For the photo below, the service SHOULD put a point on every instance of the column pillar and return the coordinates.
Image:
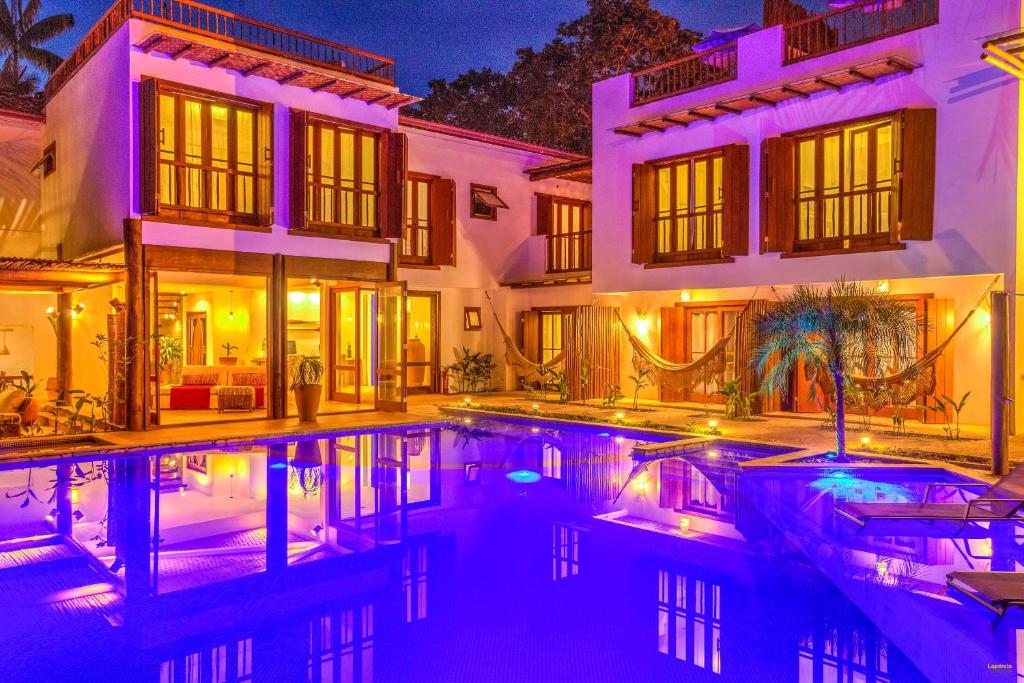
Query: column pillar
(135, 342)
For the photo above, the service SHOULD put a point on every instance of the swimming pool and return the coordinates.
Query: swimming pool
(487, 550)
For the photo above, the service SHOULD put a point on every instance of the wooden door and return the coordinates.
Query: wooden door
(391, 333)
(345, 325)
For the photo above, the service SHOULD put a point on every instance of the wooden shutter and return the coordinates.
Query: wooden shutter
(148, 139)
(393, 161)
(778, 216)
(644, 208)
(442, 232)
(264, 165)
(531, 335)
(916, 174)
(298, 159)
(545, 214)
(736, 200)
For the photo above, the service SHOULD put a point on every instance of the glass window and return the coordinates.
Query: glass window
(341, 175)
(416, 231)
(206, 155)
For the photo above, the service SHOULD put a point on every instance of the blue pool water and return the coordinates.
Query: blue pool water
(480, 551)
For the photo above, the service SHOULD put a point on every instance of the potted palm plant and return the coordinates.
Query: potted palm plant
(829, 331)
(227, 358)
(306, 387)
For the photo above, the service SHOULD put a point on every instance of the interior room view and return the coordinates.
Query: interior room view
(211, 353)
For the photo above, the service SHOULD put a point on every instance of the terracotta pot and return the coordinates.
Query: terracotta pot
(307, 401)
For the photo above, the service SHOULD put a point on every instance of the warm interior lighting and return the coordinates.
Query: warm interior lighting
(998, 63)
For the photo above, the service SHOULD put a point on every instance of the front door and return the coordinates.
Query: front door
(390, 345)
(346, 327)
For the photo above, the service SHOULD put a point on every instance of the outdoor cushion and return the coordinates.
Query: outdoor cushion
(194, 397)
(249, 379)
(11, 399)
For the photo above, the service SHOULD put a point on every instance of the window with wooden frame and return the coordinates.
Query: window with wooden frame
(204, 157)
(691, 208)
(348, 179)
(428, 230)
(566, 224)
(484, 202)
(858, 185)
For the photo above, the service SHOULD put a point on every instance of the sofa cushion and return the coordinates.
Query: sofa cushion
(249, 378)
(194, 379)
(11, 399)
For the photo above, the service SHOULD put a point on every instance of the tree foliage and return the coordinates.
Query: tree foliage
(22, 34)
(828, 332)
(545, 97)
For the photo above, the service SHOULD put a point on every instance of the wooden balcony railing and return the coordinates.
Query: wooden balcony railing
(856, 25)
(204, 20)
(568, 252)
(689, 73)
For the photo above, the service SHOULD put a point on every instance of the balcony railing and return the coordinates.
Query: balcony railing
(204, 20)
(568, 252)
(689, 73)
(856, 25)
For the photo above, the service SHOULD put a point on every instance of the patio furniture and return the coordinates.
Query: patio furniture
(995, 590)
(1000, 501)
(237, 398)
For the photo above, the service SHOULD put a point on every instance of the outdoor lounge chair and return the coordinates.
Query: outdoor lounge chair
(996, 590)
(999, 501)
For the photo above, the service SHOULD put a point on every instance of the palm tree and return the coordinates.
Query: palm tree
(22, 33)
(830, 330)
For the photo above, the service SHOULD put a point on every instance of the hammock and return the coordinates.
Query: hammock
(679, 376)
(915, 380)
(530, 371)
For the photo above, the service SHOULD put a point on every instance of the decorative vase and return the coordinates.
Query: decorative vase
(307, 401)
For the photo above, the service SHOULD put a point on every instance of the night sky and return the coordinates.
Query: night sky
(431, 38)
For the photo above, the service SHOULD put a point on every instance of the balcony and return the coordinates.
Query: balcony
(568, 252)
(224, 27)
(690, 73)
(855, 25)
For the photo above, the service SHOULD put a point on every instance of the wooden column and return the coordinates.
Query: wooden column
(135, 345)
(278, 334)
(999, 428)
(276, 507)
(392, 262)
(64, 344)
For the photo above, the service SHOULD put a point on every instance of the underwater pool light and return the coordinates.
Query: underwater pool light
(523, 476)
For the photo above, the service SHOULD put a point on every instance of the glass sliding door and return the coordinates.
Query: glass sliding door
(390, 342)
(346, 364)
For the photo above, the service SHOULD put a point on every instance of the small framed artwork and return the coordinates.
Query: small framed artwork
(473, 319)
(472, 473)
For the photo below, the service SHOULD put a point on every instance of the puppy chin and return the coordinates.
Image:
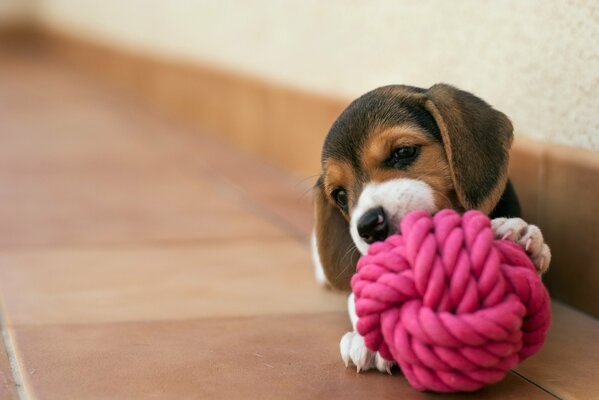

★ ★ ★ ★

Required task:
Please identify every line of the items above that contains the word "artwork", and copy each of those lines. Case counts.

Solution to this exercise:
For the photo above, the service SHOULD put a point on every instance of the small framed artwork and return the coordinates.
Query: small framed artwork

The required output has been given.